--- begin Input records ---

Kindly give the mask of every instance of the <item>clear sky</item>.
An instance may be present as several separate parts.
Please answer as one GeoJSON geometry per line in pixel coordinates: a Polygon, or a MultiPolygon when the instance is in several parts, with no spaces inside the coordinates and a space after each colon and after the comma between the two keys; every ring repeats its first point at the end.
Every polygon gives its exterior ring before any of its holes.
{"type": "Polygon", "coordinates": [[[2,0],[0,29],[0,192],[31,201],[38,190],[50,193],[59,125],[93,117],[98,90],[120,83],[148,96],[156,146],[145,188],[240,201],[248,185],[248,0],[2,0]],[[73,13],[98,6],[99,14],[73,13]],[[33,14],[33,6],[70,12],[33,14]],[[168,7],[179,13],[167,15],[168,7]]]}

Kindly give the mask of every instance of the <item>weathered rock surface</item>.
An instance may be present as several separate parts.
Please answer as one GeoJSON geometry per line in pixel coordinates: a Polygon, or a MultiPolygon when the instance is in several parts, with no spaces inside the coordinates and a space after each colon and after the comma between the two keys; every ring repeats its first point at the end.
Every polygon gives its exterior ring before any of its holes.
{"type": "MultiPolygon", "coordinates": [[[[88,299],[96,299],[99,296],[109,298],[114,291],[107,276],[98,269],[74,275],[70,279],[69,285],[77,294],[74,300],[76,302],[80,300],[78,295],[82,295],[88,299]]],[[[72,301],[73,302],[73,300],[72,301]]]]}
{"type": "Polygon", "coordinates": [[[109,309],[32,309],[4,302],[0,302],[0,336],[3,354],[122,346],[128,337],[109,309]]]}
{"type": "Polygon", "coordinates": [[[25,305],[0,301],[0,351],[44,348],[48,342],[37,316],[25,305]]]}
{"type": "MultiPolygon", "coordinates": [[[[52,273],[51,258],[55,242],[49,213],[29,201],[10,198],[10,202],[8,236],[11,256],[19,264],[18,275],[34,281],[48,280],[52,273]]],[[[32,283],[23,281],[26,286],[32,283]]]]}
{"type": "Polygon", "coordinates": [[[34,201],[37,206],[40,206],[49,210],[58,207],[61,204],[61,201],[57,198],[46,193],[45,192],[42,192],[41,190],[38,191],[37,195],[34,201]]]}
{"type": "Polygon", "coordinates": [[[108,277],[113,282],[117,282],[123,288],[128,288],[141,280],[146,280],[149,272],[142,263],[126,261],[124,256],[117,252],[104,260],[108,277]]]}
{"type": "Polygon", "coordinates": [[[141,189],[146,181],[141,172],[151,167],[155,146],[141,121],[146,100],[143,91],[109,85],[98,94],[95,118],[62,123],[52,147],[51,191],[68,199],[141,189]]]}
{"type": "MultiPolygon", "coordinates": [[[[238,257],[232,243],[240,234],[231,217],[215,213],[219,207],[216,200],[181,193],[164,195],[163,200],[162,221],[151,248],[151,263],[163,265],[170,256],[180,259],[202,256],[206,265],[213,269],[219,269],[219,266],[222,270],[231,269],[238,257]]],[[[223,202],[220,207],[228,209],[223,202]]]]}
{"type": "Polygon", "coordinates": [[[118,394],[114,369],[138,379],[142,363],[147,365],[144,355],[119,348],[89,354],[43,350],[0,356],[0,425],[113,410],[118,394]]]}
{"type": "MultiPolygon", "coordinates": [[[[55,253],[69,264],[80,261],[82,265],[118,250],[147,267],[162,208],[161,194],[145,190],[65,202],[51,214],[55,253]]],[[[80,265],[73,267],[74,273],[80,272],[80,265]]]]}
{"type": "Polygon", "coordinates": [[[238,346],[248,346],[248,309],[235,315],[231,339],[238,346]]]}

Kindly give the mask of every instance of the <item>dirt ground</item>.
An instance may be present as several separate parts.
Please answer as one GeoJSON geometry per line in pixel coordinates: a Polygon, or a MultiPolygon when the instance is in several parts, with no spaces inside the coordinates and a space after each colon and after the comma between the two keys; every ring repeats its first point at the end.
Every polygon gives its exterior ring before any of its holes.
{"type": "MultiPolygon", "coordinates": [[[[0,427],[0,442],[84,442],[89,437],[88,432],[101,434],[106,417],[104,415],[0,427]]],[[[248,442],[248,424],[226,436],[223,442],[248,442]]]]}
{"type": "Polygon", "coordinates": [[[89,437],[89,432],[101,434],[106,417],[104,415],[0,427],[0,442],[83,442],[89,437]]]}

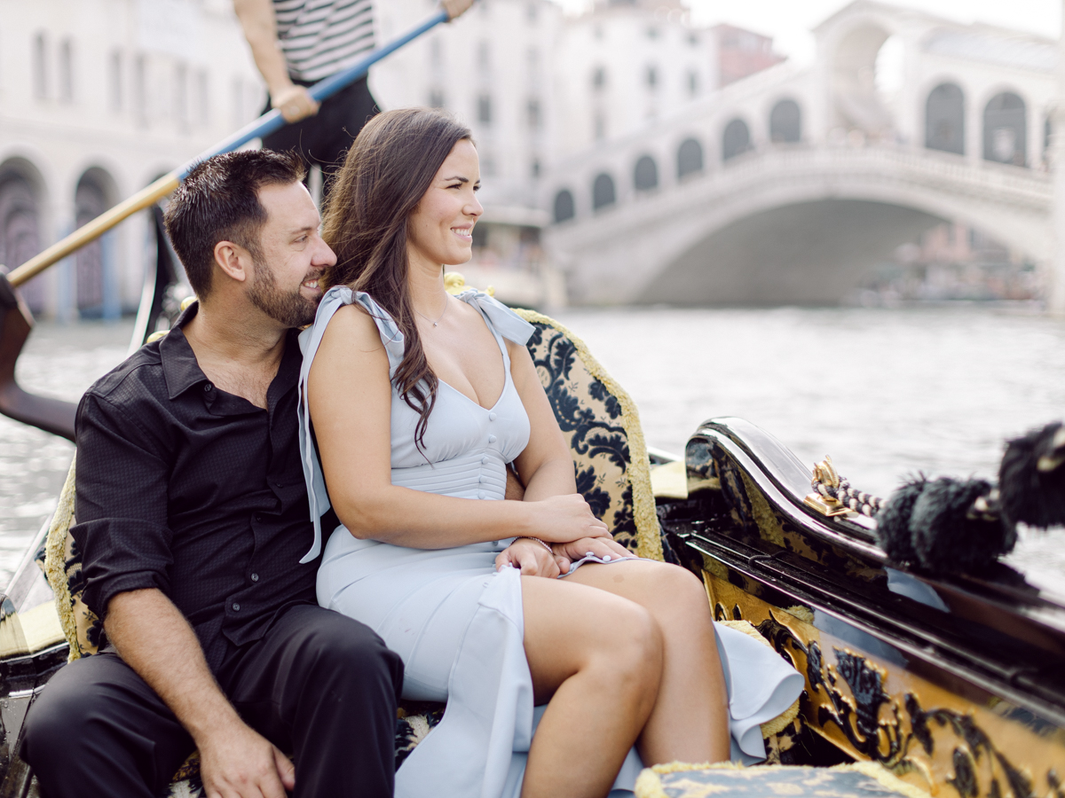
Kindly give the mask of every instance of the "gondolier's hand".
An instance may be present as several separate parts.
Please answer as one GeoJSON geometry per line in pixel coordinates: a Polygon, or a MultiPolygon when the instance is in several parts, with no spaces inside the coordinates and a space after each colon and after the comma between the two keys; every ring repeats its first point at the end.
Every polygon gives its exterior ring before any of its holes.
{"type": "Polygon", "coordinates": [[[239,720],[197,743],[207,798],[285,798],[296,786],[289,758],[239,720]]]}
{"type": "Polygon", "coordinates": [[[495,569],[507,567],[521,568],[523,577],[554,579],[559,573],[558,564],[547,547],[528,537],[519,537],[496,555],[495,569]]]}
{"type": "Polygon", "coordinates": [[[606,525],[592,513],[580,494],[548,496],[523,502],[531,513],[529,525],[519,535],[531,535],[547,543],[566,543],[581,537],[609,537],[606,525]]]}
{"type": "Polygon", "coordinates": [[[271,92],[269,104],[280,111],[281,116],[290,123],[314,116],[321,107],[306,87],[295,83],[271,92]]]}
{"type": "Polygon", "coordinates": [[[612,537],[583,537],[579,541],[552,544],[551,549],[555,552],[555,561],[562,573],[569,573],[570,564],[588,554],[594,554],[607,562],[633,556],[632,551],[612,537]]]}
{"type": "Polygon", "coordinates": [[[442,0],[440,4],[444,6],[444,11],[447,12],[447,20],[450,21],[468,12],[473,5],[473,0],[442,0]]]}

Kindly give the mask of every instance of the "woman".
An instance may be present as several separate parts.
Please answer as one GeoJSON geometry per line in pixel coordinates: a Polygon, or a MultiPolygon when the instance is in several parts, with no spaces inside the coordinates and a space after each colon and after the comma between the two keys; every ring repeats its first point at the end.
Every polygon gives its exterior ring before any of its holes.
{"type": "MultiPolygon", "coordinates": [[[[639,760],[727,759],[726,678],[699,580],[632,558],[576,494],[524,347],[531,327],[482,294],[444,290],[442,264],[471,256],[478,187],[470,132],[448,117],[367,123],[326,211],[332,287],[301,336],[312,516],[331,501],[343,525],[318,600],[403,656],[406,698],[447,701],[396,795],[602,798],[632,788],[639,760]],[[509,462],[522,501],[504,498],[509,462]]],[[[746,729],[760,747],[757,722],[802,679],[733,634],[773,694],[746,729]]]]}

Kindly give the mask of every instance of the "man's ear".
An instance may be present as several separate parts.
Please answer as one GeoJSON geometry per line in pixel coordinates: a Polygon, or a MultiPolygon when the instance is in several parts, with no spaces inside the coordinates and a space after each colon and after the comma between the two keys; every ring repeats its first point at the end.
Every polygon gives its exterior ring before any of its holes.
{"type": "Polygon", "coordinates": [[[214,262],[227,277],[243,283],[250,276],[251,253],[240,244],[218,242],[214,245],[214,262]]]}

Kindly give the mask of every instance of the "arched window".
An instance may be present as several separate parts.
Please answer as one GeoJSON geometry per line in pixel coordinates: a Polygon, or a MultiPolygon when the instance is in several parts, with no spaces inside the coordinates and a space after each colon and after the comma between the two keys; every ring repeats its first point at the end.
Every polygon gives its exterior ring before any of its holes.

--- end Input records ---

Repeat the entries exactly. Pictures are excluded from the copy.

→ Finished answer
Kindly give the mask of every instance of the <item>clear sky</item>.
An instance may be present as several separate parts.
Please answer as one GeoJSON geometry per line in pixel coordinates: a Polygon, or a MultiPolygon when the instance is in several parts, with no spaces inside the coordinates and a space after each colon and after the comma between the two keys; every ring repeats its first point at the end.
Every polygon gives its exterior ring before any of its holes.
{"type": "Polygon", "coordinates": [[[2,0],[0,29],[0,192],[31,201],[38,190],[50,193],[59,125],[93,117],[98,90],[120,83],[148,96],[156,146],[145,188],[240,201],[248,185],[248,0],[2,0]],[[73,13],[98,6],[99,14],[73,13]],[[33,14],[33,6],[70,12],[33,14]],[[168,7],[179,13],[167,15],[168,7]]]}

Kindly give the mask of every instance of the <item>weathered rock surface</item>.
An instance may be present as several separate parts.
Please answer as one GeoJSON geometry per line in pixel coordinates: a Polygon, or a MultiPolygon when the instance is in several parts, with no spaces inside the coordinates and a space after each colon and after the comma between the two keys; every ring repeats its first point at the end.
Every polygon gives its exterior ring before any of its holes.
{"type": "MultiPolygon", "coordinates": [[[[88,299],[96,299],[99,296],[109,298],[114,291],[107,276],[98,269],[74,275],[70,279],[69,285],[77,294],[74,300],[76,302],[80,300],[78,295],[82,295],[88,299]]],[[[72,301],[73,302],[73,300],[72,301]]]]}
{"type": "Polygon", "coordinates": [[[109,309],[32,309],[4,302],[0,302],[0,336],[3,354],[122,346],[128,337],[109,309]]]}
{"type": "Polygon", "coordinates": [[[25,305],[0,301],[0,351],[44,348],[48,342],[37,316],[25,305]]]}
{"type": "MultiPolygon", "coordinates": [[[[52,273],[51,258],[55,242],[49,213],[29,201],[10,198],[10,202],[8,236],[11,256],[19,264],[18,275],[34,281],[48,280],[52,273]]],[[[32,283],[23,281],[26,286],[32,283]]]]}
{"type": "Polygon", "coordinates": [[[34,201],[37,206],[40,206],[49,210],[58,207],[61,204],[61,201],[57,198],[46,193],[45,192],[42,192],[41,190],[38,191],[37,195],[34,201]]]}
{"type": "Polygon", "coordinates": [[[108,277],[113,282],[117,282],[123,288],[128,288],[141,280],[146,280],[149,272],[142,263],[126,261],[124,256],[117,252],[104,260],[108,277]]]}
{"type": "Polygon", "coordinates": [[[141,189],[146,181],[141,172],[151,167],[155,146],[141,121],[146,100],[143,91],[109,85],[98,94],[95,118],[62,123],[52,147],[51,191],[68,199],[141,189]]]}
{"type": "MultiPolygon", "coordinates": [[[[238,257],[232,243],[240,234],[231,217],[215,213],[219,207],[216,200],[181,193],[164,195],[163,200],[162,221],[151,248],[151,263],[163,265],[170,256],[180,259],[202,256],[206,265],[213,269],[219,269],[219,266],[222,270],[231,269],[238,257]]],[[[223,202],[220,207],[228,209],[223,202]]]]}
{"type": "Polygon", "coordinates": [[[118,394],[114,369],[138,379],[142,363],[147,365],[144,355],[119,348],[89,354],[43,350],[0,356],[0,425],[113,410],[118,394]]]}
{"type": "MultiPolygon", "coordinates": [[[[55,253],[69,264],[80,261],[82,265],[118,250],[147,267],[162,208],[161,194],[145,190],[65,202],[51,214],[55,253]]],[[[80,265],[73,267],[74,273],[80,272],[80,265]]]]}
{"type": "Polygon", "coordinates": [[[238,346],[248,346],[248,309],[235,315],[231,339],[238,346]]]}

Kindly give the mask of every instance of the <item>dirt ground</item>.
An instance may be present as several separate parts.
Please answer as one GeoJSON geometry per line in pixel coordinates: a Polygon, or a MultiPolygon when the instance is in several parts, with no spaces inside the coordinates and a space after each colon and after the comma between the two keys; every ring repeats its first point at the end.
Every polygon gives its exterior ring before any of its holes.
{"type": "MultiPolygon", "coordinates": [[[[0,427],[0,442],[84,442],[89,437],[88,432],[101,434],[106,417],[104,415],[0,427]]],[[[248,442],[248,424],[226,436],[223,442],[248,442]]]]}
{"type": "Polygon", "coordinates": [[[89,437],[89,432],[101,434],[106,417],[104,415],[0,427],[0,442],[83,442],[89,437]]]}

Kindly give the mask of every instance of the "gondolier's hand".
An instance may be present as several separate parts.
Please answer as one GeoJSON geometry per line in pixel coordinates: a Polygon, or a MultiPolygon when the instance is in several parts, with no spaces inside the coordinates and a space after each colon and after the comma between the two keys; every ring repeats its first point at the end.
Every polygon gives its exterior ring before any of its holes.
{"type": "Polygon", "coordinates": [[[239,720],[197,743],[207,798],[285,798],[296,786],[289,758],[239,720]]]}
{"type": "Polygon", "coordinates": [[[495,569],[507,567],[521,568],[523,577],[554,579],[559,573],[558,564],[547,547],[528,537],[519,537],[496,555],[495,569]]]}
{"type": "Polygon", "coordinates": [[[606,525],[592,513],[580,494],[548,496],[523,502],[531,513],[529,525],[519,535],[531,535],[547,543],[566,543],[581,537],[609,537],[606,525]]]}
{"type": "Polygon", "coordinates": [[[271,92],[269,104],[280,111],[281,116],[290,123],[314,116],[321,107],[306,87],[295,83],[271,92]]]}
{"type": "Polygon", "coordinates": [[[612,537],[583,537],[579,541],[552,544],[551,549],[555,552],[555,561],[562,573],[569,573],[570,564],[588,554],[594,554],[607,562],[633,556],[632,551],[612,537]]]}
{"type": "Polygon", "coordinates": [[[442,0],[440,4],[444,6],[444,11],[447,12],[447,20],[450,21],[468,12],[473,5],[473,0],[442,0]]]}

Kindly give the mask of every instance of the "woman".
An instance may be present as several separate parts.
Please answer as one GeoJSON geometry per line in pixel coordinates: a Polygon, or a MultiPolygon when the instance is in several parts, with no spaces inside the coordinates and a space after each colon and after the comma between the two keys; every ring repeats its first point at the end.
Every polygon gives its exterior ring before any of its holes.
{"type": "MultiPolygon", "coordinates": [[[[639,760],[727,759],[726,678],[699,580],[632,558],[576,494],[524,347],[531,327],[482,294],[444,290],[442,264],[471,256],[478,187],[470,132],[448,117],[367,123],[326,211],[332,287],[301,336],[312,516],[331,501],[343,525],[318,600],[403,656],[406,698],[447,701],[396,795],[602,798],[632,788],[639,760]],[[509,462],[522,501],[504,498],[509,462]]],[[[746,729],[760,747],[757,722],[802,679],[733,634],[773,694],[746,729]]]]}

Kindly give the mask of every instance of the "man's ear".
An instance may be present as several separate parts.
Please answer as one GeoJSON geometry per line in pixel coordinates: a Polygon, or a MultiPolygon when the instance is in several parts, with no spaces inside the coordinates and a space after each colon and after the comma between the two keys; every ring repeats its first point at the end.
Every polygon gives its exterior ring before any of its holes.
{"type": "Polygon", "coordinates": [[[214,262],[227,277],[243,283],[250,276],[251,253],[240,244],[218,242],[214,245],[214,262]]]}

Kindly give the mask of every instance of the "arched window".
An instance may be present as several separate parts.
Please answer as one GeoJSON geometry per line in pixel coordinates: a Polygon, or a MultiPolygon when the instance is in several parts, with no spaces inside the coordinates and a space after each colon and after the comma between the two keys; every ring repeats its first point at the end.
Every polygon gives its exterior ring before any of its holes.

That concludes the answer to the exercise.